═════ Material for this exercise

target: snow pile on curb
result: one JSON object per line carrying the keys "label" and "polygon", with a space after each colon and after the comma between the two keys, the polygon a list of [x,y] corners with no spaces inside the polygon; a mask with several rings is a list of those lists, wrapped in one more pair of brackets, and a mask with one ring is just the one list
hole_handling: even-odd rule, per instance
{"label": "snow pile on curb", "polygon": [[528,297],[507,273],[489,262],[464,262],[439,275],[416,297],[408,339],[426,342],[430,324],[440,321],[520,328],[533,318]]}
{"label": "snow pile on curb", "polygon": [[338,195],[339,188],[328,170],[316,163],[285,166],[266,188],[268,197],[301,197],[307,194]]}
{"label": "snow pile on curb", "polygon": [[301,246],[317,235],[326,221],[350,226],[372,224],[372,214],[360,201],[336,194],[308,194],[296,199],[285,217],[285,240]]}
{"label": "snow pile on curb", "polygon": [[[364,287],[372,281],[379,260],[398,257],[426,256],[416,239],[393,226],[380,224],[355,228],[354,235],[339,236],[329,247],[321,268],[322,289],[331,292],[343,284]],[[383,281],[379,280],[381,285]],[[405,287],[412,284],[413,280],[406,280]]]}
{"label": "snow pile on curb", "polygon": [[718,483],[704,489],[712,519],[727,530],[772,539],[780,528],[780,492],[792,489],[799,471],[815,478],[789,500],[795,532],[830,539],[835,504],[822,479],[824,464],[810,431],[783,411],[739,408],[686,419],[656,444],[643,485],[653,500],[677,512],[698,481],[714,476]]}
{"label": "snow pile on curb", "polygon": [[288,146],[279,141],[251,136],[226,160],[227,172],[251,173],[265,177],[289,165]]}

══════════

What is asked - Update the rows above by replacing "even-odd" with "nonzero" and keeping every other character unchanged.

Output for this exercise -
target: snow pile on curb
result: one JSON object per line carrying the keys "label" and "polygon", with a space after each colon and after the comma between the two keys, the polygon a list of [x,y] corners with no spaces inside the polygon; a mask with several rings is a list of those lists, wrapped in one more pair of brackets, and a mask with one ring is just the one list
hole_handling: nonzero rule, per instance
{"label": "snow pile on curb", "polygon": [[528,297],[507,273],[489,262],[464,262],[439,275],[416,297],[408,339],[426,342],[430,324],[440,321],[520,328],[533,318]]}
{"label": "snow pile on curb", "polygon": [[338,195],[339,188],[328,170],[316,163],[285,166],[266,188],[268,197],[301,197],[307,194]]}
{"label": "snow pile on curb", "polygon": [[301,246],[317,235],[326,221],[350,226],[372,224],[372,214],[360,201],[336,194],[308,194],[296,199],[285,217],[285,240]]}
{"label": "snow pile on curb", "polygon": [[[364,287],[372,281],[379,260],[398,257],[426,256],[416,239],[393,226],[380,224],[355,228],[354,235],[339,236],[329,247],[321,268],[322,289],[331,292],[343,284]],[[383,281],[379,280],[381,285]],[[405,287],[412,284],[413,280],[406,280]]]}
{"label": "snow pile on curb", "polygon": [[718,483],[704,489],[712,519],[727,530],[772,539],[780,528],[780,492],[792,489],[799,471],[815,478],[789,500],[795,532],[830,539],[835,504],[822,479],[824,464],[810,431],[783,411],[739,408],[686,419],[656,444],[643,485],[653,500],[677,512],[698,481],[714,476]]}
{"label": "snow pile on curb", "polygon": [[288,146],[279,141],[251,136],[226,160],[227,172],[251,173],[265,177],[289,165]]}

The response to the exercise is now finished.